> **The problem**
Put the part of the data that opens with the line containing "In this exercise you will locate the blue wing" and runs through the end of the data into a Markdown table. Use the columns Row and Line, number each row, and leave out blank lines.

> **The records**
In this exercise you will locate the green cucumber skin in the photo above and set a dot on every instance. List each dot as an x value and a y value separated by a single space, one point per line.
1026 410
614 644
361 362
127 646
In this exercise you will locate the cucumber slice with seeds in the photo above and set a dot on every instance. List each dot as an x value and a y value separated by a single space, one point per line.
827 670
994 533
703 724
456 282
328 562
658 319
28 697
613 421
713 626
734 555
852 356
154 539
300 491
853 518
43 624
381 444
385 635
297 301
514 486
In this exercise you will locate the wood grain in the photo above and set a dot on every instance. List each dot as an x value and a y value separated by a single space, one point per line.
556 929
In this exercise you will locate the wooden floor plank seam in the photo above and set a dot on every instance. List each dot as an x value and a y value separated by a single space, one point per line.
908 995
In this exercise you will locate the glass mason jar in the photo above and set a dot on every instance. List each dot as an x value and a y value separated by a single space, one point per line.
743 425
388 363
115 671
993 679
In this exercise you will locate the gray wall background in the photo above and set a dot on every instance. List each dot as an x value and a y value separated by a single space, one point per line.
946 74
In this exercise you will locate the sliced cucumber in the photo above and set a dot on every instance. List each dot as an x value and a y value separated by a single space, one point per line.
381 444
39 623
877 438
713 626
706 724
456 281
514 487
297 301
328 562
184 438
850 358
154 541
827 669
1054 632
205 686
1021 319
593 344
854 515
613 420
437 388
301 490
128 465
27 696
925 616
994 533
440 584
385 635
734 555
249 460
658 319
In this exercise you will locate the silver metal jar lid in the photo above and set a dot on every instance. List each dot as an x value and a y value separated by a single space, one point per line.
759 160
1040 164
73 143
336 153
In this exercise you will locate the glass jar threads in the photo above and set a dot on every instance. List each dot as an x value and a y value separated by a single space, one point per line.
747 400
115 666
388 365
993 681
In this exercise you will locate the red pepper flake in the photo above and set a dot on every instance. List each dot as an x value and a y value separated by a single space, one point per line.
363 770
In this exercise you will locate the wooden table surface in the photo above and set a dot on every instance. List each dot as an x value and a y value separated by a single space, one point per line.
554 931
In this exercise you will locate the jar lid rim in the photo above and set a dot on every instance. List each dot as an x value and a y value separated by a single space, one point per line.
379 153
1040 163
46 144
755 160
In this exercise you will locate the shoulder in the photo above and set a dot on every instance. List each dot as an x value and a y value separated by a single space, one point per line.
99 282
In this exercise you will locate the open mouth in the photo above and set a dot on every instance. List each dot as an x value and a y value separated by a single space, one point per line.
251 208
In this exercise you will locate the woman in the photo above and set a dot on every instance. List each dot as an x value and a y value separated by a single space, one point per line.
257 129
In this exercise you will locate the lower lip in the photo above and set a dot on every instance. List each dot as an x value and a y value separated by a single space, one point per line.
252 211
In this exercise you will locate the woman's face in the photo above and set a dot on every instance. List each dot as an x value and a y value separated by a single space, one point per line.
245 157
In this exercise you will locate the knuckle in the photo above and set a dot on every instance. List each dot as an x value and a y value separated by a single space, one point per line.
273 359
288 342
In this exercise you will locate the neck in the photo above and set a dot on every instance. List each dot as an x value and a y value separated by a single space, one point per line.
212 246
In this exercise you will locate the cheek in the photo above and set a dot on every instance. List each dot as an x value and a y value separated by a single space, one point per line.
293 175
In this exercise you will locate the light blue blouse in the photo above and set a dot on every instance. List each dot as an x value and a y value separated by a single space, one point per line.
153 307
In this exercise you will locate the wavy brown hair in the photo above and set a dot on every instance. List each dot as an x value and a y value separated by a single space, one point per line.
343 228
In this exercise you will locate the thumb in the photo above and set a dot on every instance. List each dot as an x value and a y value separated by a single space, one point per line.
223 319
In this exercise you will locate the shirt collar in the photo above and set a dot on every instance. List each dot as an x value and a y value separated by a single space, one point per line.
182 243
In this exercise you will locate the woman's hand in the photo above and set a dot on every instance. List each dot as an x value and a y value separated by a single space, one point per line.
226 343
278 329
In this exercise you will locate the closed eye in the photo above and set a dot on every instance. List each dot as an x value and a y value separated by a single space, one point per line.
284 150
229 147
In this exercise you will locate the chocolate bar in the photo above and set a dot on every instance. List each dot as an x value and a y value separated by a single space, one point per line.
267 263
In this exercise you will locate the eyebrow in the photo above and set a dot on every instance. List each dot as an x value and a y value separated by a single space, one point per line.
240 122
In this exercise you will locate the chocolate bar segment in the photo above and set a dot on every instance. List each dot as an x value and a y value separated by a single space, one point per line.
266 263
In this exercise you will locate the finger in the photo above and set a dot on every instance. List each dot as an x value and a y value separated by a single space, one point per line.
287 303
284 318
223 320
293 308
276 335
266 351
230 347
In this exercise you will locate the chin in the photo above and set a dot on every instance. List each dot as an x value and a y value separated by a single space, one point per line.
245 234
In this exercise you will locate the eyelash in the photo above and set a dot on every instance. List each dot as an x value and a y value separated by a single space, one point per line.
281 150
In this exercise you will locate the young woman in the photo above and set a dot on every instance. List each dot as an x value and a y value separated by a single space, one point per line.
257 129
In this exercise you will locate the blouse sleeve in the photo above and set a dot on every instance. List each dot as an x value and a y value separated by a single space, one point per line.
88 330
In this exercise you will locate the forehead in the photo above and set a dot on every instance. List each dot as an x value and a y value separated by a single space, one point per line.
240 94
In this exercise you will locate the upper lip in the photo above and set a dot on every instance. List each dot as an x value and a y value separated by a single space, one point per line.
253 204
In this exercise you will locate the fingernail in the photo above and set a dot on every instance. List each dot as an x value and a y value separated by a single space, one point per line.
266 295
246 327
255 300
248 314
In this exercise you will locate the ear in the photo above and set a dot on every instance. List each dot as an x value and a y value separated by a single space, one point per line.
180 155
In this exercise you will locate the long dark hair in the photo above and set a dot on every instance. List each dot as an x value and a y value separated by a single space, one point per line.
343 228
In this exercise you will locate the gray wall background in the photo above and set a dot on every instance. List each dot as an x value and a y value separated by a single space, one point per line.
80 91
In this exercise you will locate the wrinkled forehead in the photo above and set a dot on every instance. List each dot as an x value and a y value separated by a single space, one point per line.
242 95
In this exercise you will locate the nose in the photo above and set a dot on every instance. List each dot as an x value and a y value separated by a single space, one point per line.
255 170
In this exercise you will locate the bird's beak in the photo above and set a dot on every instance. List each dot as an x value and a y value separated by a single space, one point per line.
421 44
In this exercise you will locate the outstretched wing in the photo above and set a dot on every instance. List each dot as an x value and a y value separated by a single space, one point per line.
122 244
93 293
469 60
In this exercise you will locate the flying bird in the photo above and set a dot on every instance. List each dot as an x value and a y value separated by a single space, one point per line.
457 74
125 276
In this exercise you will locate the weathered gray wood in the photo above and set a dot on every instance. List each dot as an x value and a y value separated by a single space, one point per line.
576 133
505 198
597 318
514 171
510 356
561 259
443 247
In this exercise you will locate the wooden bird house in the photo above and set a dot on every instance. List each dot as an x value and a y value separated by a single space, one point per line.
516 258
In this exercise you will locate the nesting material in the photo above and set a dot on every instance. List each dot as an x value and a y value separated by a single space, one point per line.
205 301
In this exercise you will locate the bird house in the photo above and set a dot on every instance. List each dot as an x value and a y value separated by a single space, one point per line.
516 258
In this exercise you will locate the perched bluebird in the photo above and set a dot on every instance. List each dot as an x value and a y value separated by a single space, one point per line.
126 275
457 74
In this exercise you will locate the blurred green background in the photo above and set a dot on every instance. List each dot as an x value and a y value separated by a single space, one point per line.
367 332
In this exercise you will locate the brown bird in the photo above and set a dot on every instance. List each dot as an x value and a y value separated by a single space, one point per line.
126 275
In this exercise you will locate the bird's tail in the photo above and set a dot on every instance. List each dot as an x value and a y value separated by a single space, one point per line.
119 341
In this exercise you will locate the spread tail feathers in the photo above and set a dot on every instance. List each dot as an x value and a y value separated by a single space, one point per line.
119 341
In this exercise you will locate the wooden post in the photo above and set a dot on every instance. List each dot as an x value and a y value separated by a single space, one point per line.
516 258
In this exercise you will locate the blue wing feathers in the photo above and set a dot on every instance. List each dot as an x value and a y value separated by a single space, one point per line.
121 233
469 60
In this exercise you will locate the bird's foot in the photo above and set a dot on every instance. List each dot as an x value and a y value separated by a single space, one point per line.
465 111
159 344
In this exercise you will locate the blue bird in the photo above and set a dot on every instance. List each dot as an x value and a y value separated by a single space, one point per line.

> **Exercise solution**
| Row | Line |
|---|---|
| 1 | In this exercise you will locate the blue wing feathers in the photo above and set a dot on every instance. List each dot as an x value and a y value separated by a single space, one point per line. |
| 2 | 121 233 |
| 3 | 469 60 |
| 4 | In this exercise you will locate the bird's foot in the photo above and set a dot on every instance. List each dot as an x value and a y value separated by a single space, one point per line. |
| 5 | 465 111 |
| 6 | 159 344 |
| 7 | In this exercise you will locate the blue bird in the photo above and set a dot on every instance. List each dot as an x value and a y value separated by a single space, one point per line. |